Recorded information ->
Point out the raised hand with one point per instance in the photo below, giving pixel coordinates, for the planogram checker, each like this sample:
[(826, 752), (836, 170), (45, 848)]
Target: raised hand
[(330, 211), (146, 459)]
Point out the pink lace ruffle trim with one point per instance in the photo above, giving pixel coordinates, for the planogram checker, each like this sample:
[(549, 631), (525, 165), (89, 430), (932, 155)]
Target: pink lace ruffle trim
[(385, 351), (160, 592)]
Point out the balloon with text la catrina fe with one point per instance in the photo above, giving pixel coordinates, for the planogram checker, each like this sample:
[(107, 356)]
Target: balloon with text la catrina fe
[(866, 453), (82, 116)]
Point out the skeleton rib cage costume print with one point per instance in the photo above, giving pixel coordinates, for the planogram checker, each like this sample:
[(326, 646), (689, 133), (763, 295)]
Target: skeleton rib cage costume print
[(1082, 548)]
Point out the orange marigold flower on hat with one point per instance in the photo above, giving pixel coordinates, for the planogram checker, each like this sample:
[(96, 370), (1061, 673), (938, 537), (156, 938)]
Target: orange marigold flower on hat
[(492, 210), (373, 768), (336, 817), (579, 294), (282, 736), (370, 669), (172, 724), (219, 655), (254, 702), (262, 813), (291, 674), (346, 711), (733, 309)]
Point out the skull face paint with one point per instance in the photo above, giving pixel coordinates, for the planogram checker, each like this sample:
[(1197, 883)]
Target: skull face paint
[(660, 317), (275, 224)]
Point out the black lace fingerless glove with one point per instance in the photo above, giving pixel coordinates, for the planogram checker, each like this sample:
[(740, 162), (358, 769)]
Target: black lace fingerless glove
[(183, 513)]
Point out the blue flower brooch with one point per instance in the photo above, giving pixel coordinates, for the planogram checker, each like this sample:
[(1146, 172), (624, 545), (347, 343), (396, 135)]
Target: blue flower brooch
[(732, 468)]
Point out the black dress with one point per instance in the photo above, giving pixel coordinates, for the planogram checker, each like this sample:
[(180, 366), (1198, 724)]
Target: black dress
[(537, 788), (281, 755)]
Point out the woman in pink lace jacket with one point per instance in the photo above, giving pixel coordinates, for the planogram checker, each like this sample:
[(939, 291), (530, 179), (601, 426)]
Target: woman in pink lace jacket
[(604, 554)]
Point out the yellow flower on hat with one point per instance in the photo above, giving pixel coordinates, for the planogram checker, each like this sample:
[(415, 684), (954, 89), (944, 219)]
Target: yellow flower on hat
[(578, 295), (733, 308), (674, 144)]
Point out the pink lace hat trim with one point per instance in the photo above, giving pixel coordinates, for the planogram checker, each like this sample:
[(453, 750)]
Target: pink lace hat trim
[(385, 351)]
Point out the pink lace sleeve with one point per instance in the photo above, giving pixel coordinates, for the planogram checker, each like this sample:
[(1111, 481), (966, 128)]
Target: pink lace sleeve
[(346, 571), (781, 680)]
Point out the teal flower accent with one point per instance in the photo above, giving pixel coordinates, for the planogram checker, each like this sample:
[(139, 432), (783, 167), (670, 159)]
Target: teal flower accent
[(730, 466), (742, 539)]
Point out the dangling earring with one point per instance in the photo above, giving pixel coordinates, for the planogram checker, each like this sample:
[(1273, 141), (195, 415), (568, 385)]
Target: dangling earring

Request -> Copy out, verbatim, the lines of the material starting at its very beginning and ending with the line that contains "[(330, 211), (146, 459)]", including both ends.

Exercise solution ->
Point out the raised hand with one point per instance in the photo below, giving pixel coordinates, for the planogram checker, each like this sample:
[(826, 752), (836, 170), (45, 848)]
Target: raised hand
[(330, 211), (146, 459)]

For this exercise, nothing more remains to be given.